───── EXCERPTED RECORDS ─────

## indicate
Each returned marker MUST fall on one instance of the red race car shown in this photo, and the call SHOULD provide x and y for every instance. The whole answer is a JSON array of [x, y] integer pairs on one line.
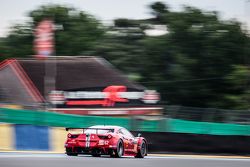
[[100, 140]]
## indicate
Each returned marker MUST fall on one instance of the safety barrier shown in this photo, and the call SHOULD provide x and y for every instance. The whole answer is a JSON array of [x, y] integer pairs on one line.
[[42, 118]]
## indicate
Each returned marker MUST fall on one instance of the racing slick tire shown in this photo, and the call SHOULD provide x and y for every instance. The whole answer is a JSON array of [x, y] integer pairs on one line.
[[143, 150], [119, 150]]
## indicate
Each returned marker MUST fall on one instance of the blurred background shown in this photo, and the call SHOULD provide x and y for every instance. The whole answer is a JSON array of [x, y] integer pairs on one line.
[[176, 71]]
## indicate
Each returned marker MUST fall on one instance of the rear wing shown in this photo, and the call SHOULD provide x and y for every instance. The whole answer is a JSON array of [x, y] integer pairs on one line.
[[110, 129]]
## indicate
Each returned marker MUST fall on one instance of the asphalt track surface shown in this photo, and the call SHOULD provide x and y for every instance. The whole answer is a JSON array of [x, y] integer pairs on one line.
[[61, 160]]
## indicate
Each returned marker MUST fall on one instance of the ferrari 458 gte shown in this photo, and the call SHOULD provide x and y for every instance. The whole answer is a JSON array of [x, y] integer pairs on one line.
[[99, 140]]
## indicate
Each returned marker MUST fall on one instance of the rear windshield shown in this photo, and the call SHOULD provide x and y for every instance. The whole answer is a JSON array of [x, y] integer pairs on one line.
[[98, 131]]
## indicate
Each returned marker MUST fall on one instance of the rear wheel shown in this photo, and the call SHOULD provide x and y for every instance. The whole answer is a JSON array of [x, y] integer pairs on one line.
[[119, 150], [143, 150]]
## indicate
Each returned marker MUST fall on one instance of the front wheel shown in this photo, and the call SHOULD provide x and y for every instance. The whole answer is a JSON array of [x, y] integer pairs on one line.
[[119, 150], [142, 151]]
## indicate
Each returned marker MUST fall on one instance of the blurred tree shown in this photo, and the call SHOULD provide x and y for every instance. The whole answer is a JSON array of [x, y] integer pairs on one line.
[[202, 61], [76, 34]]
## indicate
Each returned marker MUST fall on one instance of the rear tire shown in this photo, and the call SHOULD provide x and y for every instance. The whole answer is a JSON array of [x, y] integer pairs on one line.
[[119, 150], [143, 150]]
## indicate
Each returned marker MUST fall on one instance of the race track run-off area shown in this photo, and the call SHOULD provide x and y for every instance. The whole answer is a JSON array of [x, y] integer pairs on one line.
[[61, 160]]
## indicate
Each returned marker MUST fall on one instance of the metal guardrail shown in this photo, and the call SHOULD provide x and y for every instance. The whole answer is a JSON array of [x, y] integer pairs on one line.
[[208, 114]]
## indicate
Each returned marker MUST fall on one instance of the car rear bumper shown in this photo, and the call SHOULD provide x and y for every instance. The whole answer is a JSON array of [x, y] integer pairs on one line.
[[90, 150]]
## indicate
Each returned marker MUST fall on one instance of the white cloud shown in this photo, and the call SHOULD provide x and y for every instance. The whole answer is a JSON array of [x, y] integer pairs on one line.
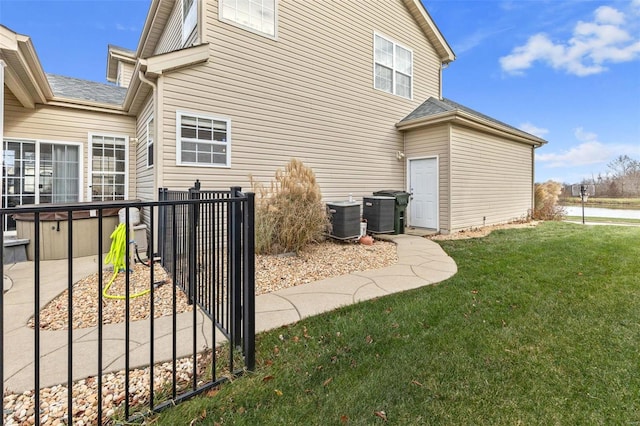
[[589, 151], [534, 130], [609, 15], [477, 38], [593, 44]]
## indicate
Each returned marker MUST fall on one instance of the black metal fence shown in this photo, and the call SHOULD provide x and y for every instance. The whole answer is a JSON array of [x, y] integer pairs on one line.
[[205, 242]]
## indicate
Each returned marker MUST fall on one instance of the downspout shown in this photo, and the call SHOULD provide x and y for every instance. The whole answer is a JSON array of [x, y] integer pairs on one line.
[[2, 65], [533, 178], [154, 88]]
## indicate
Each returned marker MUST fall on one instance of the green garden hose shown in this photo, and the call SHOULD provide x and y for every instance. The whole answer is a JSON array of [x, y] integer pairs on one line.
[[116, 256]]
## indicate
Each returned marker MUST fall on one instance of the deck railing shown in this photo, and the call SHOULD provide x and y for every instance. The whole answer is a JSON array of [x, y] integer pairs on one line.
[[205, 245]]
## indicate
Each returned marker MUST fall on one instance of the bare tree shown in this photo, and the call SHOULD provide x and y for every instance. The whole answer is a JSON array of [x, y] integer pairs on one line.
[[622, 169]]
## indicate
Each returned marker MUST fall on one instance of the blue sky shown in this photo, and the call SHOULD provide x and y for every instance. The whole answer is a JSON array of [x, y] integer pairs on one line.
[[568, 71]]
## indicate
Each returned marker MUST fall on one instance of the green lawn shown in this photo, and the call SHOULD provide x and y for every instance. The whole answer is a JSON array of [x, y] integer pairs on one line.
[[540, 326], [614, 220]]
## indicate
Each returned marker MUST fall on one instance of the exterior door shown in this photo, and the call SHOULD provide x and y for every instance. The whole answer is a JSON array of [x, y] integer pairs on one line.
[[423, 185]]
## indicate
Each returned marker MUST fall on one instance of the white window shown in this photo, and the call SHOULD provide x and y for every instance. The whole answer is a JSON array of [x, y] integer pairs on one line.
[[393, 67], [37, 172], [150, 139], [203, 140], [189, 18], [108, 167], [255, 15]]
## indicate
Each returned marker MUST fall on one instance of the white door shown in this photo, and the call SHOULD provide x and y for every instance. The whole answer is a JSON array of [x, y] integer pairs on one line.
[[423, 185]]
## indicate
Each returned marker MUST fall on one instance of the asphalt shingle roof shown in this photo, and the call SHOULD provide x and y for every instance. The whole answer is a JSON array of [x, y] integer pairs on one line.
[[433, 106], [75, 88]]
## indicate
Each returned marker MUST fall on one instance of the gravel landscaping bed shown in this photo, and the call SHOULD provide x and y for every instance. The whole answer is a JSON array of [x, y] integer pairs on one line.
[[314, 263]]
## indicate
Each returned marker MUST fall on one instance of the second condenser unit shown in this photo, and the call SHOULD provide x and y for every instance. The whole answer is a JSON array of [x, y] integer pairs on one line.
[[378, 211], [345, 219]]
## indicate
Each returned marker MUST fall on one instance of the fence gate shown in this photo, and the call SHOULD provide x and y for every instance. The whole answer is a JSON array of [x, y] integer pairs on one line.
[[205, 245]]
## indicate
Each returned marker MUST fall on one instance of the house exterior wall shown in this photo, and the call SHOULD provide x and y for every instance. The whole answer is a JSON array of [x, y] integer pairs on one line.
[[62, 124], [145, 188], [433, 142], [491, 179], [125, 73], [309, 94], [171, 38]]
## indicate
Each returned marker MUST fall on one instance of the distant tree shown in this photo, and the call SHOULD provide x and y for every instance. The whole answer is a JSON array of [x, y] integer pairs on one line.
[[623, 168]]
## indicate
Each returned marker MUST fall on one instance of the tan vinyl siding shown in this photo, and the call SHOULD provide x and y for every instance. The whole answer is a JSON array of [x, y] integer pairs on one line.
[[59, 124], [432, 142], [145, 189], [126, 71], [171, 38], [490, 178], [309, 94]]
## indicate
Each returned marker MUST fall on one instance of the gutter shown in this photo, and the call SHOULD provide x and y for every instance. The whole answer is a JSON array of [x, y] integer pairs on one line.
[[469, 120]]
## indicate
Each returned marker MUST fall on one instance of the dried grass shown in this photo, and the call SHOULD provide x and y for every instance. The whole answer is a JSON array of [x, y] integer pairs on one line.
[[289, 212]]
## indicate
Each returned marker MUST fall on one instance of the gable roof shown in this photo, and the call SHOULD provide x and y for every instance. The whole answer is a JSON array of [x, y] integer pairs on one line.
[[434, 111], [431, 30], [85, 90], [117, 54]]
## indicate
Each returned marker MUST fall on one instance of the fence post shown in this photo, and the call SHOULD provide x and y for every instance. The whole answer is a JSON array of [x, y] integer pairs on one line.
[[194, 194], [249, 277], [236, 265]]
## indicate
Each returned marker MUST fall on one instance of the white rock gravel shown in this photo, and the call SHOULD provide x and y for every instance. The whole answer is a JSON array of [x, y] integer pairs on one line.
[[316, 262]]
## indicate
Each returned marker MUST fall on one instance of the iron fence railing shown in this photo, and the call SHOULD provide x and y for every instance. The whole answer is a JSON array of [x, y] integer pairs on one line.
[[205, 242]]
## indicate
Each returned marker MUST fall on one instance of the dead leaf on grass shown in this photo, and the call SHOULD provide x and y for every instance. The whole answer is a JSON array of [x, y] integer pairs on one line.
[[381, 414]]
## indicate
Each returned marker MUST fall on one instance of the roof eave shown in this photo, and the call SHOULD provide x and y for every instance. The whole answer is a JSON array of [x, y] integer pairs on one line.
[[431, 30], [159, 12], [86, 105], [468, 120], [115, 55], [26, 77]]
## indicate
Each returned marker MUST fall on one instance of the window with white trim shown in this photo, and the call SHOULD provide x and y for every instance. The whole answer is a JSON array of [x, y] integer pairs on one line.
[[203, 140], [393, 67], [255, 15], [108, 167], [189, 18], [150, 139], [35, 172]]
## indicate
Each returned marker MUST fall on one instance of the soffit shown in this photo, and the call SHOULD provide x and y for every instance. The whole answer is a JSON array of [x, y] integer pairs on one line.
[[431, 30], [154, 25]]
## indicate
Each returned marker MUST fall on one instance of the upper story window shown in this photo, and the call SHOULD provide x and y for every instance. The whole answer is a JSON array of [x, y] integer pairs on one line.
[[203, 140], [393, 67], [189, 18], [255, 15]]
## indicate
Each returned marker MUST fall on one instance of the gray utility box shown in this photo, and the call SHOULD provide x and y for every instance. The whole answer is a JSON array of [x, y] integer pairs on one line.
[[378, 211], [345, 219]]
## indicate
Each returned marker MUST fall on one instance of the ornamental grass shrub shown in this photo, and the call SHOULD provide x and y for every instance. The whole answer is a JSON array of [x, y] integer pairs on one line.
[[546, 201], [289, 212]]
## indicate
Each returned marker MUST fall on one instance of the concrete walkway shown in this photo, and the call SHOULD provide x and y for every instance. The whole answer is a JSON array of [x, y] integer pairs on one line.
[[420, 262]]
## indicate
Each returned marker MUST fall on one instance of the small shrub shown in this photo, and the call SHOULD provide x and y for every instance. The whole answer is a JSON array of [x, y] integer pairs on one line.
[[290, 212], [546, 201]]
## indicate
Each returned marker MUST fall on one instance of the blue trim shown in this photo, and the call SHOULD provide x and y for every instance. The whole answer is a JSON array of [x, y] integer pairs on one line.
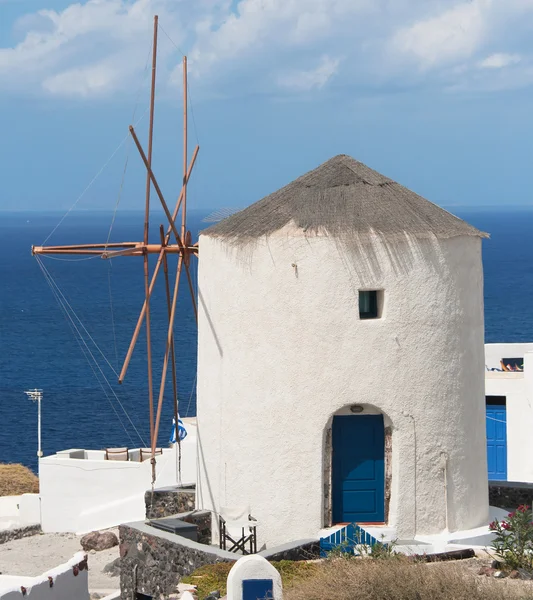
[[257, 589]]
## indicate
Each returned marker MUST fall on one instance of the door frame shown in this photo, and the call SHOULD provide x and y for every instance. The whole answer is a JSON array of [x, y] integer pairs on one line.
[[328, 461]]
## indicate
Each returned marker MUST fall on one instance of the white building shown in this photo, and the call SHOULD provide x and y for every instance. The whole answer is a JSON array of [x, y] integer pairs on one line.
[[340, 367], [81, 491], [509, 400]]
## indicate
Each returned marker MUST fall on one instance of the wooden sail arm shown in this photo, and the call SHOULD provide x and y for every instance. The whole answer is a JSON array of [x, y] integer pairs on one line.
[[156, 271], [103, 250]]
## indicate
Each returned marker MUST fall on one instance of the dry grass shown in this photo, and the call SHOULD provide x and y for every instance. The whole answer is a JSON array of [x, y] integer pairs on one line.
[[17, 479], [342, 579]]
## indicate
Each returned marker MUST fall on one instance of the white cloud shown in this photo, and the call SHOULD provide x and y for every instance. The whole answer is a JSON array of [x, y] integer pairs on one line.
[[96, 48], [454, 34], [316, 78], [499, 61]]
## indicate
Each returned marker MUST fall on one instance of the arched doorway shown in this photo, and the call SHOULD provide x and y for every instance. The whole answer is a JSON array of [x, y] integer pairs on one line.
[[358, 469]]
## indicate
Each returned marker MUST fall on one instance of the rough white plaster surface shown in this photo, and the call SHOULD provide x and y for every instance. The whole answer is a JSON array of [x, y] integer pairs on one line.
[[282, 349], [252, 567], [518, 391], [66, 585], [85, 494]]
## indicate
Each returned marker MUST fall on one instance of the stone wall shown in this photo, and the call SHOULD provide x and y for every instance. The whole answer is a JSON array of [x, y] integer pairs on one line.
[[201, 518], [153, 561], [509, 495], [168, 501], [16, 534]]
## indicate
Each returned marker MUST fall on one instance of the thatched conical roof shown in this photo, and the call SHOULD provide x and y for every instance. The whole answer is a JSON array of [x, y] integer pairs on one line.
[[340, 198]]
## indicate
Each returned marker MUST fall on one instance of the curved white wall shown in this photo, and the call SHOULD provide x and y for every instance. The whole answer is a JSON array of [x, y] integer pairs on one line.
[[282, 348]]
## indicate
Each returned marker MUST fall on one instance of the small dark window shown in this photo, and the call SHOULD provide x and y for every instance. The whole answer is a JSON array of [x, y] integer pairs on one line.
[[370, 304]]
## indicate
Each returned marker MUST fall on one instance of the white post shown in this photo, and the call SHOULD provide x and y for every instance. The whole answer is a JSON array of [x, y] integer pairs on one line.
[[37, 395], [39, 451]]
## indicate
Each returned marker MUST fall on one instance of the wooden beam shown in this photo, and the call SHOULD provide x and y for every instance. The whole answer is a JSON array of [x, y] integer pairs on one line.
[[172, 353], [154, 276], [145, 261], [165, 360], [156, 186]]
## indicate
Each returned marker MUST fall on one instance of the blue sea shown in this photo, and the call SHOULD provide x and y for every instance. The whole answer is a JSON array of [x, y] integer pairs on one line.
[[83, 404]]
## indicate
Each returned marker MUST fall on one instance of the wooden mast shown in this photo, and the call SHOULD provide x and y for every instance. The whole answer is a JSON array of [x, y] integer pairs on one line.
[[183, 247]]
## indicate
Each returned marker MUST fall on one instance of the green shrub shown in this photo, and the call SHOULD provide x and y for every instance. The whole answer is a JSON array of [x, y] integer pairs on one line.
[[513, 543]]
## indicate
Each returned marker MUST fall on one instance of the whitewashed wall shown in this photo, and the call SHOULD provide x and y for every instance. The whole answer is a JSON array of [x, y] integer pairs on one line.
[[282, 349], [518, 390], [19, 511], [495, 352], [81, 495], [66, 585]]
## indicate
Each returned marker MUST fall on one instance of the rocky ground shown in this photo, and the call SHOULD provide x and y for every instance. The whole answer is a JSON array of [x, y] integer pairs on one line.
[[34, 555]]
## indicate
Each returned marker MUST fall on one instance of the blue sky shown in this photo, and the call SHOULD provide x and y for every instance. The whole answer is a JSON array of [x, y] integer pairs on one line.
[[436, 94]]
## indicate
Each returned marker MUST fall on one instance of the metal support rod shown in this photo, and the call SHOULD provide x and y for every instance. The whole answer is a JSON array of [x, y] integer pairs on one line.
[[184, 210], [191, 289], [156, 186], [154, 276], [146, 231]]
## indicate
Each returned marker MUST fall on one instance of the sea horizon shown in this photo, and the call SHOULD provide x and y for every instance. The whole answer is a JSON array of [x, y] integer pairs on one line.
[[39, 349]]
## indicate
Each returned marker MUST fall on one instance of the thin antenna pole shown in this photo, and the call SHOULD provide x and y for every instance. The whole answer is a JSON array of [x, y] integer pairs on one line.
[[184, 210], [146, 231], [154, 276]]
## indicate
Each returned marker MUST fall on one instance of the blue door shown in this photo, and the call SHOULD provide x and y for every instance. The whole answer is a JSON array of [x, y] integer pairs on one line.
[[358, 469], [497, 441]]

─────

### TASK PROMPT
Extract every line of the items above that contains the string "shrub", matching case exactly.

### WORKED SOLUTION
Each returned marker MUST fall on one instance of the ornamental grass shrub shown in this photo, and the call SHOULD provide x and y for every instance. The whole answer is a JSON array of [x, y] integer pairs on one line.
Each returned marker MUST fall on one instance of the small shrub shown in this photo, and the call SHOULD provide x and y for every instance. The whole answer is a JSON array of [x, y] integer pairs on one line.
Each returned marker MUST fall on one instance of the green shrub shown in this photo, and the call SHOULD provide x and y for every instance. The whole answer is a JSON array of [x, y] integer pairs on one line.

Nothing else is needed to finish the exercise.